» **Action item**
Beneath this instruction is a block of data; output from it exactly the lines that run from the one containing "Target: balcony railing" through the one containing "Tag the sidewalk", inclusive.

--

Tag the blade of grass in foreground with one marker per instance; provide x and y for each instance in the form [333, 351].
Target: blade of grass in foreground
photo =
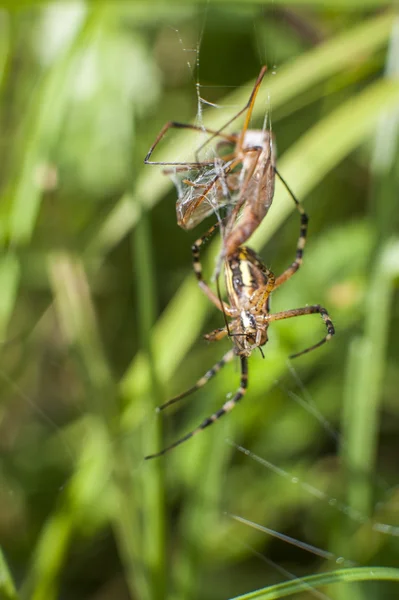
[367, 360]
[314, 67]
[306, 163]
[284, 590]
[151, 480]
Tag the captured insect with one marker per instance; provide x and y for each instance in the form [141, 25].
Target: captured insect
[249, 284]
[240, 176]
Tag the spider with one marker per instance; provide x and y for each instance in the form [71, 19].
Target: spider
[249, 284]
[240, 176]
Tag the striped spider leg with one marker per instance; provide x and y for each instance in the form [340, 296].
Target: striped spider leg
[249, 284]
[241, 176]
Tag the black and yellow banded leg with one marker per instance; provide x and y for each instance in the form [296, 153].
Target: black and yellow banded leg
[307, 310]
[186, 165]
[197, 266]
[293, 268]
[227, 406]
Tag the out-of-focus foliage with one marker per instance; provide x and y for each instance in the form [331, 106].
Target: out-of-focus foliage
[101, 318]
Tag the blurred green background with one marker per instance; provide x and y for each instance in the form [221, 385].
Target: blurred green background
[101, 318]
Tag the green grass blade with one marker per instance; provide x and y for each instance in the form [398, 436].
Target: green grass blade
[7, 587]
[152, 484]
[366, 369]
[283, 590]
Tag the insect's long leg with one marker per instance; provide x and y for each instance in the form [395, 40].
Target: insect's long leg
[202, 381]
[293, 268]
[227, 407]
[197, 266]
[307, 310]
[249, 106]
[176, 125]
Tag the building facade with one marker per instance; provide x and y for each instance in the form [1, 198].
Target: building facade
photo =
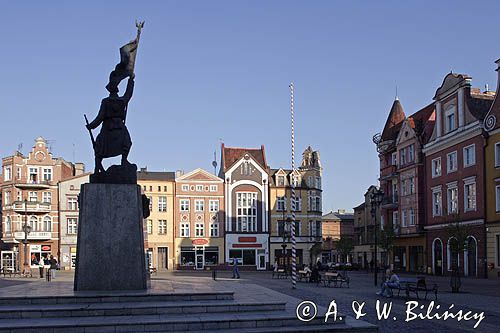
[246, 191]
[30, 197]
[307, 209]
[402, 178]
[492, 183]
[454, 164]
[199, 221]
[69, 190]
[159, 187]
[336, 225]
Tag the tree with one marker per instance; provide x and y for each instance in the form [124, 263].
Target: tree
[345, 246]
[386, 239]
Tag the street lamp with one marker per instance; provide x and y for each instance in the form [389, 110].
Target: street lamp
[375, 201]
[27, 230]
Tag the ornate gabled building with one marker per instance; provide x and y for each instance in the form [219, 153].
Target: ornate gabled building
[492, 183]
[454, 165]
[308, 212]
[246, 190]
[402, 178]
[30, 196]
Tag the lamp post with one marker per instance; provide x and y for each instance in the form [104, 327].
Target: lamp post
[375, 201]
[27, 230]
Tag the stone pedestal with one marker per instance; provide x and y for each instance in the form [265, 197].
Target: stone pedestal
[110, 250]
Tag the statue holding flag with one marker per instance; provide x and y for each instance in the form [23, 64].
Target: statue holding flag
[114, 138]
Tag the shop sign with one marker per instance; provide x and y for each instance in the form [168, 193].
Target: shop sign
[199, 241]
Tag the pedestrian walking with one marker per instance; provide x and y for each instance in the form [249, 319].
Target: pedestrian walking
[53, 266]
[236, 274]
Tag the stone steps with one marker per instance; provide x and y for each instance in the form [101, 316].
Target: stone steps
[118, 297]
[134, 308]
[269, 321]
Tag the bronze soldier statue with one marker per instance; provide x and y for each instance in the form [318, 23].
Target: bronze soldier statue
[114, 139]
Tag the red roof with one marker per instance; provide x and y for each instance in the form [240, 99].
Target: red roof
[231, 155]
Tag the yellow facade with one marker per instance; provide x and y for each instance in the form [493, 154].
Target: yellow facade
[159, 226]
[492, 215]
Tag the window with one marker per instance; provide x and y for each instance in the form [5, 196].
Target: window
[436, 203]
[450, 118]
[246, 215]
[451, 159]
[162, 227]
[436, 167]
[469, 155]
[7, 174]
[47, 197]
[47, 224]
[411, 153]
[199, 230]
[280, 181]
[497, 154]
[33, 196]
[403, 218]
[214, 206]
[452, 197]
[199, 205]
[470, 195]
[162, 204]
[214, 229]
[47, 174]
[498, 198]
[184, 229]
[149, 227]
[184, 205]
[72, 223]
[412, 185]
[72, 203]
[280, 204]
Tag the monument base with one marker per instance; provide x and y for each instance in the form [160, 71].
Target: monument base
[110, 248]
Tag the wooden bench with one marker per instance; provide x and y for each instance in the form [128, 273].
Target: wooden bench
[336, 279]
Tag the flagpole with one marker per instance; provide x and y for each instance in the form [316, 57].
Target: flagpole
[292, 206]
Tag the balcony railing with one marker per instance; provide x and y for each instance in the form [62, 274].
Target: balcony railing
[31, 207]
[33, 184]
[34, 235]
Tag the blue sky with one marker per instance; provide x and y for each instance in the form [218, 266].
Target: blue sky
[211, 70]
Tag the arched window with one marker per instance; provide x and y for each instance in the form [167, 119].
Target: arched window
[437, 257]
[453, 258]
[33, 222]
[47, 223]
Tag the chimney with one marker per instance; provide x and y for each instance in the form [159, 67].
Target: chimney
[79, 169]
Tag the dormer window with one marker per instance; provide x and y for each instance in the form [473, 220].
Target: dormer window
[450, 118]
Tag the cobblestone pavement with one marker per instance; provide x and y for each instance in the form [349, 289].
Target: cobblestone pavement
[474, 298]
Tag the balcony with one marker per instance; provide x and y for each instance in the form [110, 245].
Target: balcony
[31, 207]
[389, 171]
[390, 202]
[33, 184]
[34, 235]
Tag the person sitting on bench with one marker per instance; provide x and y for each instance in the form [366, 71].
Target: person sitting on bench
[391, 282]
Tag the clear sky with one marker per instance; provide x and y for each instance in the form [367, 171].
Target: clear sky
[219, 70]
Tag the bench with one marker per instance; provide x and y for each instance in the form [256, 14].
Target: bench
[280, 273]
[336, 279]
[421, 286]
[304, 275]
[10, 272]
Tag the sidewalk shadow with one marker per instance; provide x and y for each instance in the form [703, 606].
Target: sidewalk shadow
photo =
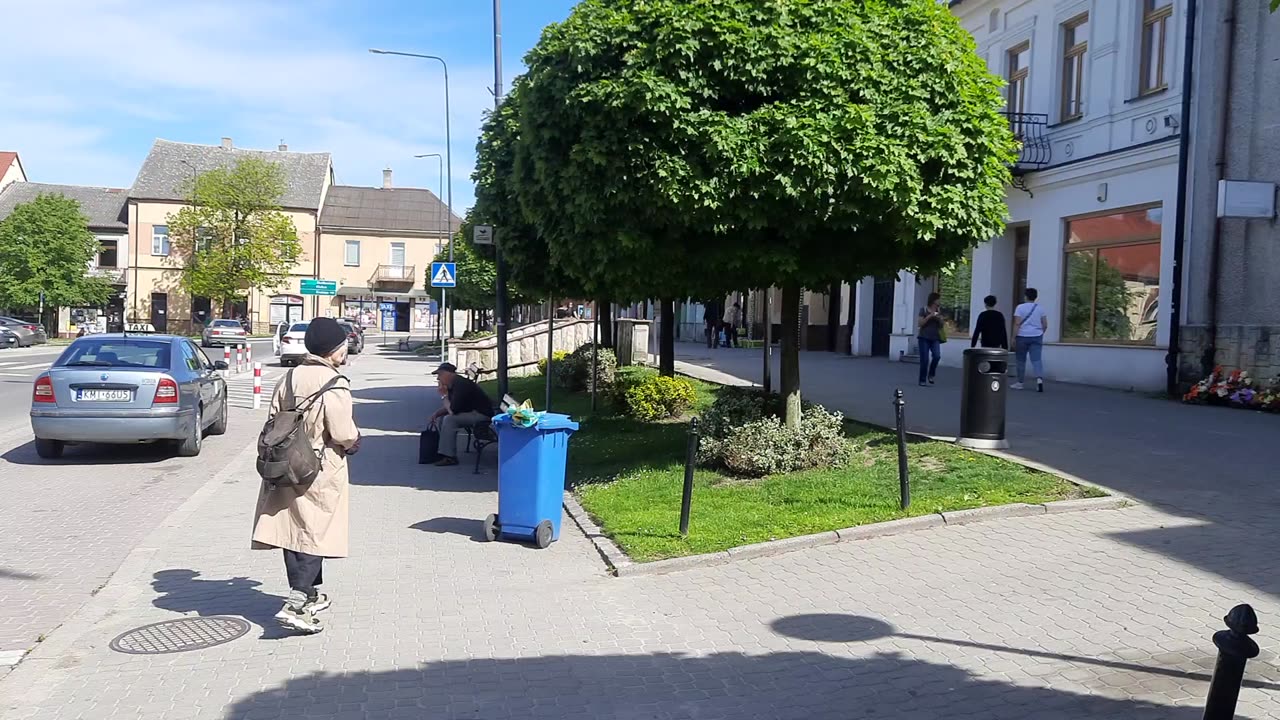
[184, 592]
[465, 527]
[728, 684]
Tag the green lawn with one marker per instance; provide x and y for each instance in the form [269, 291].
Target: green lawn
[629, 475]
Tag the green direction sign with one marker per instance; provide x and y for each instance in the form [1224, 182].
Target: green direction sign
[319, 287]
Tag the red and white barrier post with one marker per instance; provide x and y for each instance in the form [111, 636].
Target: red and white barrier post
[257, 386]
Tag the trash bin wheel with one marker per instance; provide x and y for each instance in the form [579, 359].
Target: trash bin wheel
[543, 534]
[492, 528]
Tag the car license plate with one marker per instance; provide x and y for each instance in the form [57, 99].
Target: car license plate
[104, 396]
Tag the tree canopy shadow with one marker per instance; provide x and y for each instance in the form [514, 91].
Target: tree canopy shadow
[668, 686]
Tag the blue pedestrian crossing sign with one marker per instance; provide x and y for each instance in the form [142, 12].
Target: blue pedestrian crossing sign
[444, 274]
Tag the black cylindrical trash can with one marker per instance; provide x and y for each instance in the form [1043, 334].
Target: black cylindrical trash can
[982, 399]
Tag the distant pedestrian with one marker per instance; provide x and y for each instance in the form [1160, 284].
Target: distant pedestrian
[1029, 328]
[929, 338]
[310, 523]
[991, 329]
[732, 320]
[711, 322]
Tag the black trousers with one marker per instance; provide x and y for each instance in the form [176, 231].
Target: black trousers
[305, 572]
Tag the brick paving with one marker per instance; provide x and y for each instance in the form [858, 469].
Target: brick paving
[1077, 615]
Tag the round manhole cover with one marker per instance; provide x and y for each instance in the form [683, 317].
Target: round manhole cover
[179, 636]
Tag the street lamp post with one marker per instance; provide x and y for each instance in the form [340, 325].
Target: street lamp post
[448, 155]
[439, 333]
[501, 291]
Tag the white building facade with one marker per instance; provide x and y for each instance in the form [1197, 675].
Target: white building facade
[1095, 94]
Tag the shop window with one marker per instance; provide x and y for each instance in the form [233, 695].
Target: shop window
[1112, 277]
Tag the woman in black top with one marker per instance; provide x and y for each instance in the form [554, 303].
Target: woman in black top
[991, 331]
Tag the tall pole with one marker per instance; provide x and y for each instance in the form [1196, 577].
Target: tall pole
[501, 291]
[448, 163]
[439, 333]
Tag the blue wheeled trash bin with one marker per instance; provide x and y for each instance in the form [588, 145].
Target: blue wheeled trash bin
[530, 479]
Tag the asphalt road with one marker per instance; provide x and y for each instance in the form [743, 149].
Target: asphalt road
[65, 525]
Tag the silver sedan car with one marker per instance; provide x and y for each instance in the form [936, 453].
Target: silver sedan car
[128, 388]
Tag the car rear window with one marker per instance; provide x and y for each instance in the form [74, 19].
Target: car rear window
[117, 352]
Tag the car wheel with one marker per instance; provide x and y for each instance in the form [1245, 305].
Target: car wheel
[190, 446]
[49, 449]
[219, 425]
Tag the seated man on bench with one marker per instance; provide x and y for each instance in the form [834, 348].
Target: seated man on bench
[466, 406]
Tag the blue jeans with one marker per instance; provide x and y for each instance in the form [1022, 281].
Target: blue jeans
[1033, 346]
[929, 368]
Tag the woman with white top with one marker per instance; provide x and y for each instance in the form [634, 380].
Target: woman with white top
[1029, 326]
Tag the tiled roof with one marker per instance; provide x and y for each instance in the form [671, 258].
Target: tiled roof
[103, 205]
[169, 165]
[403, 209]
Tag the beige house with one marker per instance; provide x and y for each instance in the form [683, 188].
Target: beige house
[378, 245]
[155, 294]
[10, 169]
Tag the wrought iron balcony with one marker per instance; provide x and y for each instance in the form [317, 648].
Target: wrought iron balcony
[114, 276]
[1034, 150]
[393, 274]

--

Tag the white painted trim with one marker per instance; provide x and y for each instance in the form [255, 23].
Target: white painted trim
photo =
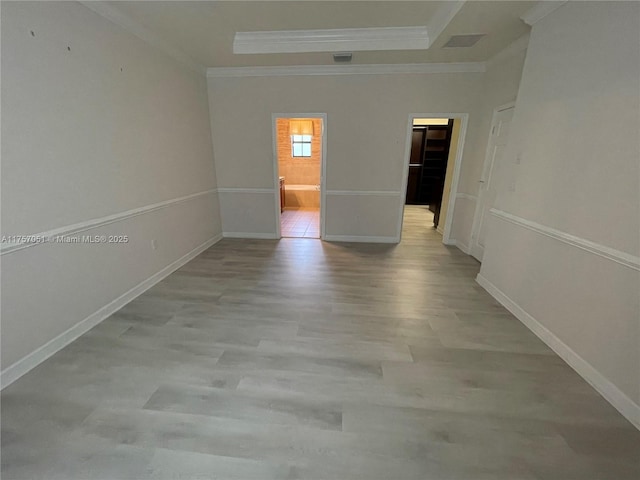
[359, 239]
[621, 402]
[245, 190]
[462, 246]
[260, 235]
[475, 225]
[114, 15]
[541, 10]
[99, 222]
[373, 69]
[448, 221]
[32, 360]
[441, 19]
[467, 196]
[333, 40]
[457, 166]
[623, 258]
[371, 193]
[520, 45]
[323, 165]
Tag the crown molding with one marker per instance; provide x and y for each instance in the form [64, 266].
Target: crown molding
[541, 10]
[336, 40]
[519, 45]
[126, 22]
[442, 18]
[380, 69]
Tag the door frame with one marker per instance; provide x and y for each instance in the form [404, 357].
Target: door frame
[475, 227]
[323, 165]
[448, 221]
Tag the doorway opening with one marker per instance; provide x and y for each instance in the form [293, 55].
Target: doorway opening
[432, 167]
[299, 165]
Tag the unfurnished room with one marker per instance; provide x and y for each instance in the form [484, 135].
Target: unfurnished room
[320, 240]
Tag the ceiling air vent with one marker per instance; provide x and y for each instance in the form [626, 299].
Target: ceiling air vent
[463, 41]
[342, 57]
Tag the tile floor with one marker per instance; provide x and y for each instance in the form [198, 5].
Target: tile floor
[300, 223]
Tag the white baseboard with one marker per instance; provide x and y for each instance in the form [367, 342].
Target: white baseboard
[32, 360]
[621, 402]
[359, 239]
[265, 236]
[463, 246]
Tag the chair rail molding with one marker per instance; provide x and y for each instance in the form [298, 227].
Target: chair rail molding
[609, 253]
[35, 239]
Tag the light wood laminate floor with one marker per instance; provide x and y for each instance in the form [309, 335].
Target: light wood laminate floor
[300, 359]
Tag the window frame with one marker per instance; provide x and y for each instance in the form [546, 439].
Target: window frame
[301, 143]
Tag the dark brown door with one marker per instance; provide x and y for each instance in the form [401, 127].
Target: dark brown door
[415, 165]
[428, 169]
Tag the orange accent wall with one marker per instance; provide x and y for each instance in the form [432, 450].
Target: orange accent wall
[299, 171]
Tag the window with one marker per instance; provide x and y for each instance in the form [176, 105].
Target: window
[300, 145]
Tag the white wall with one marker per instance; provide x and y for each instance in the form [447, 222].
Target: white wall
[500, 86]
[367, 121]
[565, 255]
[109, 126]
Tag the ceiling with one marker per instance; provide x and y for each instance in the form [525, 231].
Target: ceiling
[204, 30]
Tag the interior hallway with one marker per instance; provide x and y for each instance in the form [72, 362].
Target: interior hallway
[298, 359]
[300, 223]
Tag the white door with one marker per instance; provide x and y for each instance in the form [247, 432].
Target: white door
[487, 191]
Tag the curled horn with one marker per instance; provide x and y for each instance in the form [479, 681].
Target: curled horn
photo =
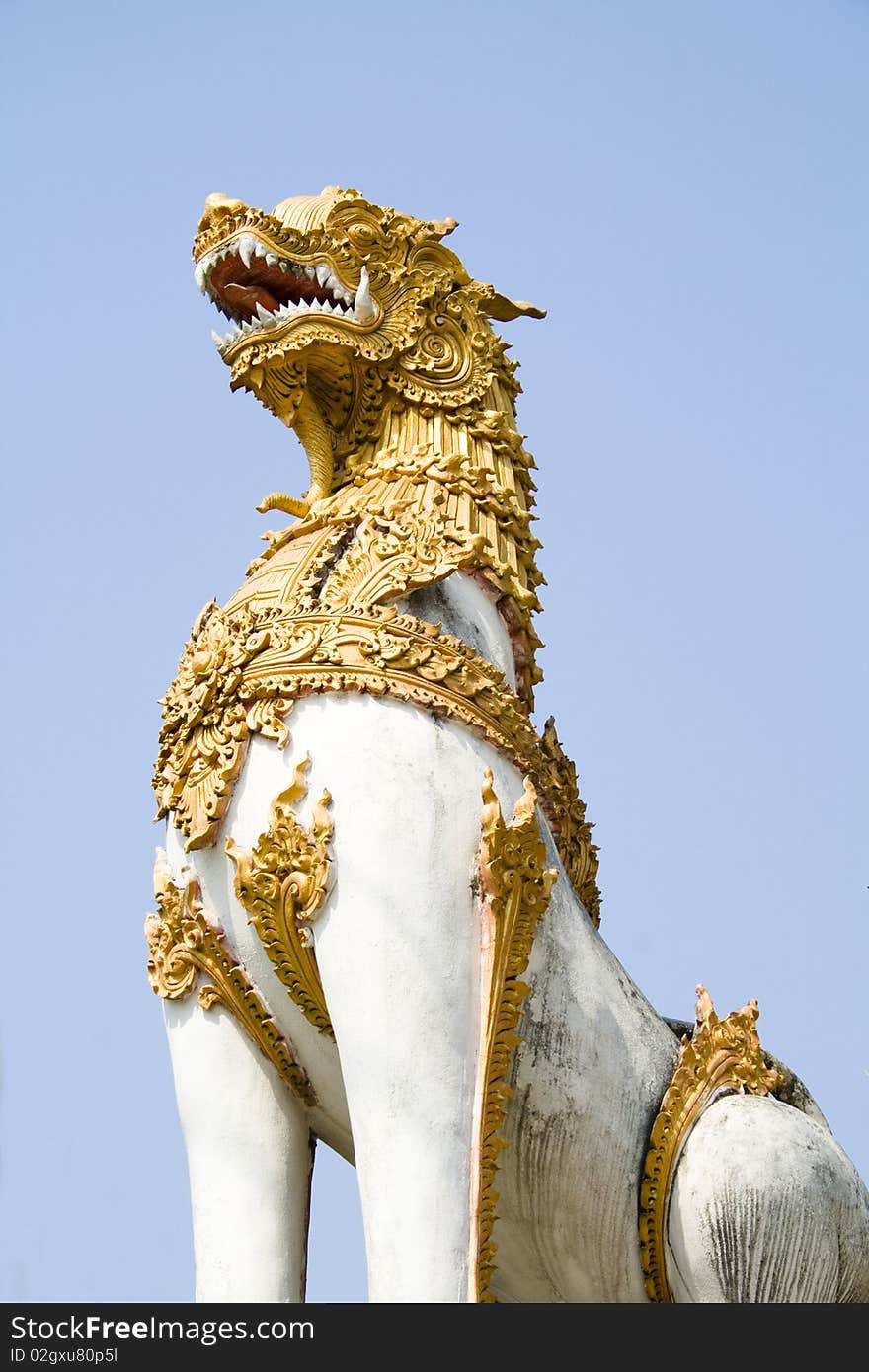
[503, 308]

--

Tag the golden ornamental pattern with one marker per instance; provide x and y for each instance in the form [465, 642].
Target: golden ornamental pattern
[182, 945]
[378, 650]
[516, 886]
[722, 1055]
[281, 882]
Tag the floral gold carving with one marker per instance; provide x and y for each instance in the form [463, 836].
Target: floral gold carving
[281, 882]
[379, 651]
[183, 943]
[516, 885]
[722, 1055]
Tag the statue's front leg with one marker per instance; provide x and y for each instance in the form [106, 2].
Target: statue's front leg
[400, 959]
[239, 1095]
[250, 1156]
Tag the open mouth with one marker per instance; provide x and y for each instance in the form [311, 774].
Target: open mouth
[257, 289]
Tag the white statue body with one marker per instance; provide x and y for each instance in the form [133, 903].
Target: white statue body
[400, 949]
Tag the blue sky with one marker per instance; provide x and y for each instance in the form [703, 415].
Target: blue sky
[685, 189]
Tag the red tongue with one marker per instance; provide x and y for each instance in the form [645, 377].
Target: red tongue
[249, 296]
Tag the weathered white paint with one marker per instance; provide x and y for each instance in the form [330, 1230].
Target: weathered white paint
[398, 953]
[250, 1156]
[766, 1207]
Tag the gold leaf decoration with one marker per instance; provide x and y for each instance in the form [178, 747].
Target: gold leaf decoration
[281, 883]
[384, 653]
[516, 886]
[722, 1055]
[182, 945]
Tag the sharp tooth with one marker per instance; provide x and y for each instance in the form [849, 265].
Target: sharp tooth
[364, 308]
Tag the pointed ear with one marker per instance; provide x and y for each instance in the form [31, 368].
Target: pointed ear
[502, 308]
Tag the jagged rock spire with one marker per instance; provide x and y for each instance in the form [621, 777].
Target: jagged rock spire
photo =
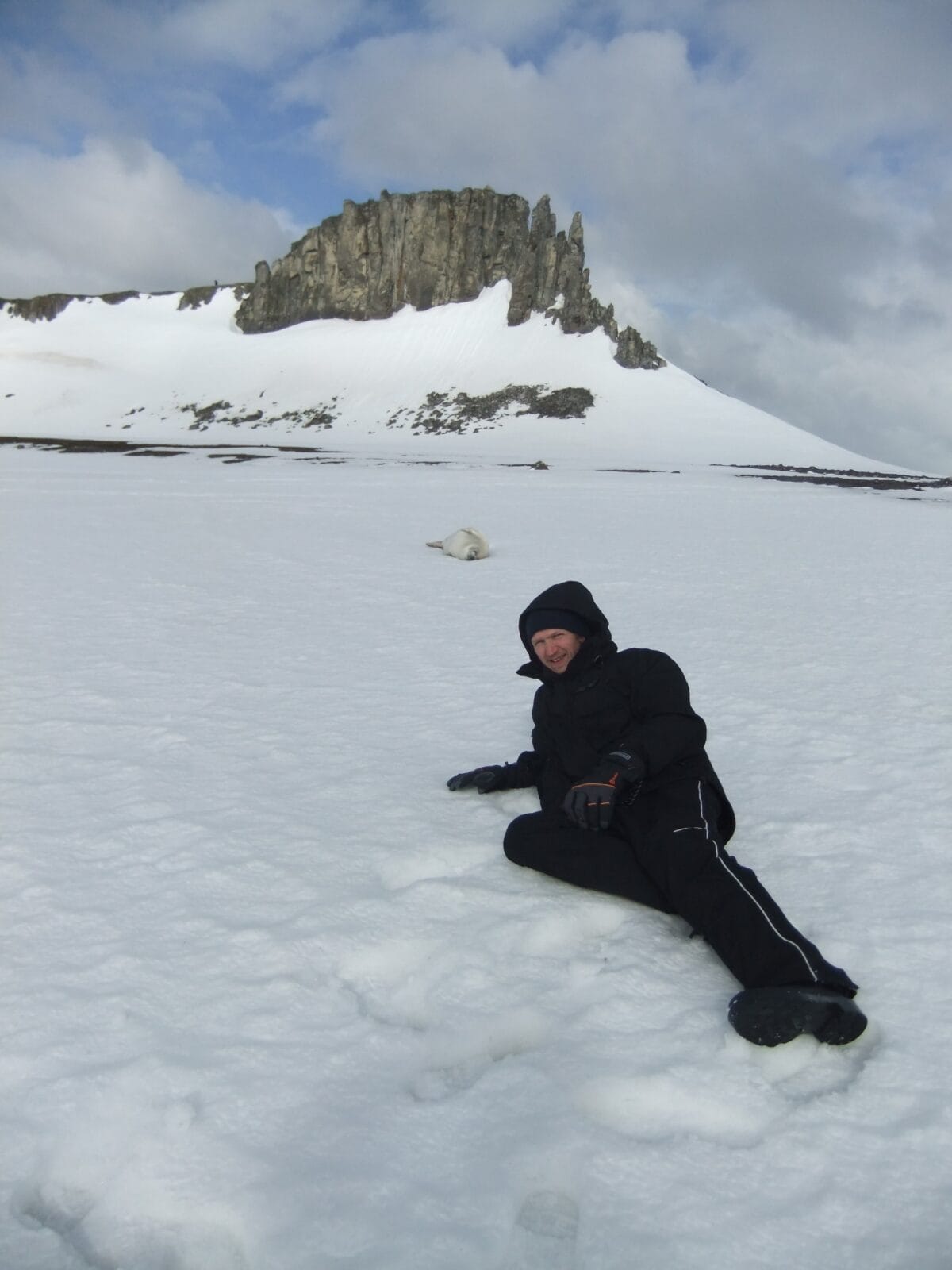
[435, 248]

--

» **Result**
Target: balcony railing
[31, 207]
[33, 184]
[34, 235]
Tag the blue sky with one marker per instance; provide x and y for each instance in the form [218, 266].
Target: blue sky
[211, 70]
Tag the arched window with one marker per instance; provide x and y for each instance in the form [167, 119].
Target: arched window
[437, 257]
[453, 258]
[33, 222]
[47, 223]
Tag the chimney with one marker per instance; provide x and y for each instance in the form [159, 67].
Target: chimney
[79, 169]
Tag the dormer window with one marker per instance; provide x and y for each instance in the form [473, 220].
Target: dormer window
[450, 118]
Tag the cobblestone pavement with one marker per instance; provide x and y for each instance in the form [349, 289].
Target: cobblestone pavement
[474, 298]
Tag the balcony with one marker per instance; provide x and y for each instance in the form [110, 245].
Target: balcony
[31, 207]
[389, 171]
[390, 202]
[33, 184]
[34, 235]
Tag the person sitting on bench with one marker per instance; provide x and y for each instance in the form [366, 71].
Target: person sitting on bench
[391, 282]
Tag the clear sky with one marker per instance; provide x and y for each instance in the form [367, 171].
Target: clear sky
[219, 70]
Tag the bench with one marker per instance; provide x and y for each instance in the form [256, 14].
Target: bench
[280, 273]
[336, 279]
[421, 286]
[304, 275]
[10, 272]
Tag the sidewalk shadow with one marker per instance; provide x and y for each instance in the form [703, 606].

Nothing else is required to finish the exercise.